Fleet osquery has stopped in multiple windows mach...
# fleet
m
Fleet osquery has stopped in multiple windows machines, and even starting them from services doesn't work with windows error "Cannot find the file specified" . As I did some debug I found the orbit.exe is missing from the bin/orbit/windows/stable folder (empty folder) and in some cases bin/orbit/windows folder itself is missing. The symlink of orbit.exe is just pointing to some non-existent file. Any idea what could have happened?
Some previous orbit logs
For the record, the 'Fleet osquery' is there in the installed programs as can be seen from "Programs and Features" . But even manual start using Start-Service did not work. My guess is the missing orbit.exe while its auto-update routine? But why it went missing.. not sure
Is it possible that if I cut off the internet during the update of orbit, it will go into the missing state?

Exercise instructions
1) Transcribe the part of the Fleet osquery thread that begins at the words "Some previous orbit" and ends after "the missing state?".
2) In the Fleet osquery thread, what does the poster suspect caused the service to stop starting, and what debugging findings support that suspicion?
The data placed after this thread come from a separate source.

Given records
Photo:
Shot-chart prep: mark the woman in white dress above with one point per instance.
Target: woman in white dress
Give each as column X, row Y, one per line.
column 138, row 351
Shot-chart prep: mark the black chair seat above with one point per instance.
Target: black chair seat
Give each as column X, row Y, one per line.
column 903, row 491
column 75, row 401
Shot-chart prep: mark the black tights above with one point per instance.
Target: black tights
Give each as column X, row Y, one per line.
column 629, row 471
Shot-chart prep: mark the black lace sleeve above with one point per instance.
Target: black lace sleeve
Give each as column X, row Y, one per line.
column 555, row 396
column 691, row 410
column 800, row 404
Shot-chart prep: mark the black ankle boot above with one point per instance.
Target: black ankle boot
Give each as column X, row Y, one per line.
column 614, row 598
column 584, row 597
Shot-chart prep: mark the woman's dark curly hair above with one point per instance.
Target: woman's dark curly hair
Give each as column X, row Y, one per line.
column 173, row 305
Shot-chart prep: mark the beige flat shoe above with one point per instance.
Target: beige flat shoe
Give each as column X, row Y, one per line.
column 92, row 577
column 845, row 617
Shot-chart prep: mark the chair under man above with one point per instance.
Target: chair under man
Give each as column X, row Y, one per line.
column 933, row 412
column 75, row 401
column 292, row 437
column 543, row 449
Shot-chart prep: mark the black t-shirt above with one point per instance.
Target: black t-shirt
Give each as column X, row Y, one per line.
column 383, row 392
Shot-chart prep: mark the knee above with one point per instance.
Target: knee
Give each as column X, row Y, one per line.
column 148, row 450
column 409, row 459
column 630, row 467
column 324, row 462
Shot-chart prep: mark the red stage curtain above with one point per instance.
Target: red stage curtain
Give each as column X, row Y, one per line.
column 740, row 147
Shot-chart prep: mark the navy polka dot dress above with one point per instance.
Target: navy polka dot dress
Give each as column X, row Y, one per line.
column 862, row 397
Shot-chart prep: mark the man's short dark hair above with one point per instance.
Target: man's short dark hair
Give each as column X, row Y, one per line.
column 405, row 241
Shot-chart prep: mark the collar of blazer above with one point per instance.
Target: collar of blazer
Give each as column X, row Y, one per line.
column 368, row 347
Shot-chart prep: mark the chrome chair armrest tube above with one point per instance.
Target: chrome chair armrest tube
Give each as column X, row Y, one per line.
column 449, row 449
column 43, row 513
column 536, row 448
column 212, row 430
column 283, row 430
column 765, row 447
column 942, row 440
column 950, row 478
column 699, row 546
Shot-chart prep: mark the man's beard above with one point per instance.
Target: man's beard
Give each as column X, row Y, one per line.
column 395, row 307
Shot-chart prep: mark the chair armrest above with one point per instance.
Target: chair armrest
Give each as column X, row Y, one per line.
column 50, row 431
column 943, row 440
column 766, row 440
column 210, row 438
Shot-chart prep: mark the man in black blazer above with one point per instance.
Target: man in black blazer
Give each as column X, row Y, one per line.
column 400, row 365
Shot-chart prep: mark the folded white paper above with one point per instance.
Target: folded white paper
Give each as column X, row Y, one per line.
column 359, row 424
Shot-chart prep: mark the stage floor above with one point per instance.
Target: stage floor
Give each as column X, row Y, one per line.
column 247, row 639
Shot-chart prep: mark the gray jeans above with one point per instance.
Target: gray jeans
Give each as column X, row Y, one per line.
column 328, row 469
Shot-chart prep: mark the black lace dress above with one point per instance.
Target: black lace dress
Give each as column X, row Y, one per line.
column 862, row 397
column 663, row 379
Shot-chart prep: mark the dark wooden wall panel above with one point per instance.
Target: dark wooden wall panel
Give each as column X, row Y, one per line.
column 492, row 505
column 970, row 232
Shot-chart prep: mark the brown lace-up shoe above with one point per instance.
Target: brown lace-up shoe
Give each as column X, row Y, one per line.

Outputs for the tasks
1)
Some previous orbit logs
For the record, the 'Fleet osquery' is there in the installed programs as can be seen from "Programs and Features" . But even manual start using Start-Service did not work. My guess is the missing orbit.exe while its auto-update routine? But why it went missing.. not sure
Is it possible that if I cut off the internet during the update of orbit, it will go into the missing state?

2) The poster suspects orbit.exe went missing during its auto-update routine. Debugging showed that orbit.exe was absent from the empty bin/orbit/windows/stable folder, and in some cases the bin/orbit/windows folder itself was gone. The orbit.exe symlink pointed to a file that no longer existed.